Maintenant, le racisme allemand. Ici l’image n’est pas si nette, il n’est pas si facile de diviser ce phénomène en deux ingrédients. D’abord, la tendance russophile et pro-soviétique du nazisme et, à plus grande échelle, du mouvement national allemand, eut presque toujours une orientation anti-raciste. Cette Ostorientierung positive, qui fut la marque caractéristique de nombreux représentants de la Révolution Conservatrice allemande (Arthur Moeller van den Brück, Friedrich Georg Jünger, Oswald Spengler, et surtout Ernst Niekisch), était associée à la Prusse et à l’idée étatiste, plutôt qu’à certains thèmes raciaux. Mais cependant, certaines variétés de racisme peuvent être attribuées à l’eurasisme. Ce « racisme eurasien » était indubitablement minoritaire et non significatif, marginal. Le Pr. Hermann Wirth en était un adhérent typique, il pensait que l’on pouvait trouver l’élément « aryen » et « nordique » dans la plupart des nations de la Terre, y compris chez les Asiatiques et les Africains, et qu’à cet égard les Allemands ne faisaient aucunement exception, qu’ils étaient une nation mélangée, dans laquelle se trouvaient à la fois des éléments « aryens » et des éléments « non-aryens ». Une telle approche rejetait toute allusion au « chauvinisme » ou à la « xénophobie », mais c’est justement à cause de cela que Wirth et ses associés s’opposèrent très tôt au régime de Hitler. En outre, certains représentants de cette tendance supposaient que les « Aryens » d’Asie – les Hindous, les Slaves, les Perses, les Tadjiks, les Afghans, etc. – étaient beaucoup plus proches de la tradition nordique que les Européens ou les Anglo-Saxons, et que par conséquent ce racisme présentait des traits « orientalistes » évidents.

━━━━━━━━━━

* [Énoncé du problème]:
Pourriez-vous reprendre le texte ci-dessus sur le racisme allemand et l'eurasisme pour le poursuivre à partir de sa dernière phrase ?

━━━━━━━━━━

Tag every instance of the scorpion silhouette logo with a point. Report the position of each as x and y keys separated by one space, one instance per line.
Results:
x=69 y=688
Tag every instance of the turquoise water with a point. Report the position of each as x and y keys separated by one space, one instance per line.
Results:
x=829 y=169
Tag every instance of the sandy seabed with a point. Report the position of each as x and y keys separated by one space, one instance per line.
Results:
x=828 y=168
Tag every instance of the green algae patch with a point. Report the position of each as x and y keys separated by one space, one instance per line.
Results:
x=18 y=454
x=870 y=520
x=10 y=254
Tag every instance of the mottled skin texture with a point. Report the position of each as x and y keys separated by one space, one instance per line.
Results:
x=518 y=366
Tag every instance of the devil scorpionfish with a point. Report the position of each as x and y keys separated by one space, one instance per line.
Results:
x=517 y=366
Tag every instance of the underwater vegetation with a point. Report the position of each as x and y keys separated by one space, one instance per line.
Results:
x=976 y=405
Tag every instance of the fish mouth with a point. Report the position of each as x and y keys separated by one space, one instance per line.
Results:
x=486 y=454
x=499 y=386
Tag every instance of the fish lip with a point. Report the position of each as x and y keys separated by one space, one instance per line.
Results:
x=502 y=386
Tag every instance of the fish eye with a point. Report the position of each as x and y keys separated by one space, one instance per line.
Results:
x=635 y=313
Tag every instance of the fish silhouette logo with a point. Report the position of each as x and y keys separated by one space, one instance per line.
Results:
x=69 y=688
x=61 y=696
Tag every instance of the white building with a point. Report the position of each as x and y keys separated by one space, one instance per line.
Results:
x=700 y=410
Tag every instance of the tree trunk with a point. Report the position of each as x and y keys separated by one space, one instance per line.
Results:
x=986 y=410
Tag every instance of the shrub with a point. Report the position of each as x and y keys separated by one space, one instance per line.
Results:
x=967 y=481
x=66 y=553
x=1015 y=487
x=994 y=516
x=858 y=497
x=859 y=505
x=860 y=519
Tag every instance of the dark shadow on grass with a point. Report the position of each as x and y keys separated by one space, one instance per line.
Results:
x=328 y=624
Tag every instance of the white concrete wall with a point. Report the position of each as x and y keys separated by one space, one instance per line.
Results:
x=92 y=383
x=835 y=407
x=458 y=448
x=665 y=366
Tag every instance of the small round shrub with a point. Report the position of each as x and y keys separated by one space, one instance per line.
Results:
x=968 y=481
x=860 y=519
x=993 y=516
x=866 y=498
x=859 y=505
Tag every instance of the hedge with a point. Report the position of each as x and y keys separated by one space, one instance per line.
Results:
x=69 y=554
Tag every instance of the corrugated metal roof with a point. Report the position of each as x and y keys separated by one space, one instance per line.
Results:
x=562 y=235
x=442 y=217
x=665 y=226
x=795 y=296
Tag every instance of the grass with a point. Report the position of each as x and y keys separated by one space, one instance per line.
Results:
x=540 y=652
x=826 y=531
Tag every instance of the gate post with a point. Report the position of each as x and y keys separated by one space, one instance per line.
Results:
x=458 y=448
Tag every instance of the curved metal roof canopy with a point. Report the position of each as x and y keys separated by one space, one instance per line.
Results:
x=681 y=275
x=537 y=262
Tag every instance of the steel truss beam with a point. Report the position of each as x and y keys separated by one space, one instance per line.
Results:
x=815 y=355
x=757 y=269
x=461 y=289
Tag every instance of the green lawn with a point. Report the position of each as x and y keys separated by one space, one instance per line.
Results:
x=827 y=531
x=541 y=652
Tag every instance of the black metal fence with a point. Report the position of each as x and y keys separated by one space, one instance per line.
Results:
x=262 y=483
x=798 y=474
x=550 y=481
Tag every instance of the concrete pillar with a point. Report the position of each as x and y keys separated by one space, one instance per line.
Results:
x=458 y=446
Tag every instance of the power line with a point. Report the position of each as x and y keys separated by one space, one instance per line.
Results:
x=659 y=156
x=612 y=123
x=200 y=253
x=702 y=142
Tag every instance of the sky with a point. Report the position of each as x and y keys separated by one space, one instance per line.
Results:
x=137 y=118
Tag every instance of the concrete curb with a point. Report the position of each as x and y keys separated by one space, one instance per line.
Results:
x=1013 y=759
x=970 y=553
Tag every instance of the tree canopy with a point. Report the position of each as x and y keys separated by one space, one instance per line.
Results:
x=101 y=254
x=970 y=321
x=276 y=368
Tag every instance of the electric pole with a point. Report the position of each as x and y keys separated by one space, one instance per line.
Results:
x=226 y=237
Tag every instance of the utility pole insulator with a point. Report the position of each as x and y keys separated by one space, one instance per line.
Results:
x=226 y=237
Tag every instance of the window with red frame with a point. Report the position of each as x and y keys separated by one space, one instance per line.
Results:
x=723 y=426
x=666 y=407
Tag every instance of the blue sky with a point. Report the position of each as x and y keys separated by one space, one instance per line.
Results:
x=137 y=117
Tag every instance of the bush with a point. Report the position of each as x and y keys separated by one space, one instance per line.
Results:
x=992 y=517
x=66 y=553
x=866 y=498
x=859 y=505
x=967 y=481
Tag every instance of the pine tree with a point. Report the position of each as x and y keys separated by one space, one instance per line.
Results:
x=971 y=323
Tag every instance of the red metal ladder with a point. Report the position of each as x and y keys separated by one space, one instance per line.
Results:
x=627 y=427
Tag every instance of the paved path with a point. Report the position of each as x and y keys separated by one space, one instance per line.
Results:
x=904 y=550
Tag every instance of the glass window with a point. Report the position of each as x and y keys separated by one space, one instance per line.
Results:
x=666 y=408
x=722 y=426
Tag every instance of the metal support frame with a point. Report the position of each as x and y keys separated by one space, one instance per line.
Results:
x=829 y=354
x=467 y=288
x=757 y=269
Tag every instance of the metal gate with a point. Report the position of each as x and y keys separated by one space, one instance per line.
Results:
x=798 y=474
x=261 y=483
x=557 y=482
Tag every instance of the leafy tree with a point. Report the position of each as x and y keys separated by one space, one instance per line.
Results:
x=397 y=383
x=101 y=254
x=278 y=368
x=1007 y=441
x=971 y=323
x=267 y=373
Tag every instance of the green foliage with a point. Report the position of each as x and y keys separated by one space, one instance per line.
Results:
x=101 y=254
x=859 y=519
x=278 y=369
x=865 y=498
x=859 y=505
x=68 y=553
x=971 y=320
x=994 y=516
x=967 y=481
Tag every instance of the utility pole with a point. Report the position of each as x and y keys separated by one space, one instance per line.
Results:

━━━━━━━━━━

* [Réponse]:
Mais la version la plus répandue du racisme était néanmoins l’autre tendance, la tendance « occidentaliste », soulignant la supériorité de la race blanche (au sens le plus direct), et en particulier la supériorité des Allemands sur toutes les autres nations. Les succès technologiques des Blancs, les avantages de leur civilisation étaient glorifiés par tous les moyens. Les autres nations étaient diabolisées et dépeintes sous la forme de la parodie des « Untermenschen ». Dans sa version la plus radicale, seuls les Allemands étaient considérés comme des « Aryens », quant aux Slaves ou aux Français, il recevaient le statut de peuples du chauvinisme ethnique allemand borné. Un tel racisme vulgaire – à ce propos, il était caractéristique de Hitler personnellement – était tout à fait en accord avec l’eschatologisme ethnique des Anglo-Saxons, bien qu’il proposait une version rivale, fondée sur la spécificité de la psychologie allemande et de l’histoire allemande. Il est significatif que les deux versions de cet eschatologisme ethnique aient été basées sur deux branches de la tribu germanique, unie dans les temps anciens (à l’origine les Anglo-Saxons étaient des tribus germaniques), et sur deux variétés du protestantisme (le luthérianisme en Allemagne et le calvinisme en Angleterre). Cependant, ce racisme [allemand] était considérablement truffé d’éléments païens, d’appels à la mythologie pré-chrétienne, à la barbarie, à la hiérarchie. A la différence de celui des Anglo-Saxons, le racisme des Allemands était plus archaïque, plus extravagant et plus sauvage, mais très souvent ce contraste esthétique, cette différence de styles, masquait le caractère commun des orientations historiques et géopolitiques. A cet égard, l’anglophilie de Hitler est un fait bien connu.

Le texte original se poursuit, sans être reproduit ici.